TASK INSTRUCTIONS:
1) According to the AAAS fellows announcement, how many University of Texas at Austin faculty members were elected AAAS fellows?
2) In the AAAS fellows announcement, take the passage starting with "Seven faculty members" and going on through "use less power.", and write it out again with "fellows" swapped for "honorees".

STUDY TEXT:
===============
Seven faculty members at The University of Texas at Austin have been elected fellows of the American Association for the Advancement of Science (AAAS).
AAAS fellows are chosen annually by their peers to recognize their scientifically or socially distinguished efforts to advance science or its applications.
This year's fellows from The University of Texas at Austin are:
John Ekerdt, associate dean for research and professor of chemical engineering in the Cockrell School of Engineering. Ekerdt was recognized for his contributions to kinetics and reaction engineering and for pioneering and groundbreaking contributions to the reaction chemistry of electronic materials and ways to apply the reaction kinetics in the production of electronic materials. Ekerdt and collaborators are exploring monolithic integration of oxides with silicon to enable faster computers that use less power.
===============
INFORMATION:
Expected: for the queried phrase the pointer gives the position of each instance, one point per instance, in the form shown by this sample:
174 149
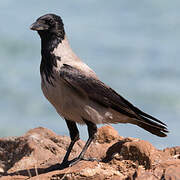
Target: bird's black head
48 26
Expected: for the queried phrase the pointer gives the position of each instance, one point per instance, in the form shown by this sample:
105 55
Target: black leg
92 129
74 134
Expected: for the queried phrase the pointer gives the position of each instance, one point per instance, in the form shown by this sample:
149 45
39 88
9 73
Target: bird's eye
51 22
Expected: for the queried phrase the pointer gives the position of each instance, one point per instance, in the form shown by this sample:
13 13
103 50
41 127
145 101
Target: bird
76 92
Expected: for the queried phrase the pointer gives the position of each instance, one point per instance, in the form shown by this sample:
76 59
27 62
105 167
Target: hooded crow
76 92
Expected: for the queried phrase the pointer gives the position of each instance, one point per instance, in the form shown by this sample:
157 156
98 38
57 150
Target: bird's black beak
39 26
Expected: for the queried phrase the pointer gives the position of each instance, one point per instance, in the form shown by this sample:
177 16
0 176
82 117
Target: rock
34 154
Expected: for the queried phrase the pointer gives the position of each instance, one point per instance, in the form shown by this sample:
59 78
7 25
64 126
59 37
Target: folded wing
100 93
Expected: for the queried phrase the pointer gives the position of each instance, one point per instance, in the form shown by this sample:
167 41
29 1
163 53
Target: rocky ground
33 155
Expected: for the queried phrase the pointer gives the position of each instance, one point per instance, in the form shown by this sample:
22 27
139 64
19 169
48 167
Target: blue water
133 46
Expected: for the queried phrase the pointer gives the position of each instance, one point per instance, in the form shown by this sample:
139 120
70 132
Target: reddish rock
31 155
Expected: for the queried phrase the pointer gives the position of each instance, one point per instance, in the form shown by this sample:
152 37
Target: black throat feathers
48 43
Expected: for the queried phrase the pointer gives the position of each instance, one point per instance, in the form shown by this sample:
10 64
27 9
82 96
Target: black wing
104 95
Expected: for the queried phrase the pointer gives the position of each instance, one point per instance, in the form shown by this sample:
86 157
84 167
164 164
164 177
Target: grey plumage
77 93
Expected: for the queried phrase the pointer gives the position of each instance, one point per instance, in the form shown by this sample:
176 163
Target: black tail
148 122
151 126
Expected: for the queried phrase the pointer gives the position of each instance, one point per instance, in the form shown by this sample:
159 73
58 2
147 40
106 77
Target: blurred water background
133 46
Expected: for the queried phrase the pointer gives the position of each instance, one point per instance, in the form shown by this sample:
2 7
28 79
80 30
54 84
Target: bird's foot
===============
OUTPUTS FOR THE TASKS:
1) Seven

2)
Seven faculty members at The University of Texas at Austin have been elected honorees of the American Association for the Advancement of Science (AAAS).
AAAS honorees are chosen annually by their peers to recognize their scientifically or socially distinguished efforts to advance science or its applications.
This year's honorees from The University of Texas at Austin are:
John Ekerdt, associate dean for research and professor of chemical engineering in the Cockrell School of Engineering. Ekerdt was recognized for his contributions to kinetics and reaction engineering and for pioneering and groundbreaking contributions to the reaction chemistry of electronic materials and ways to apply the reaction kinetics in the production of electronic materials. Ekerdt and collaborators are exploring monolithic integration of oxides with silicon to enable faster computers that use less power.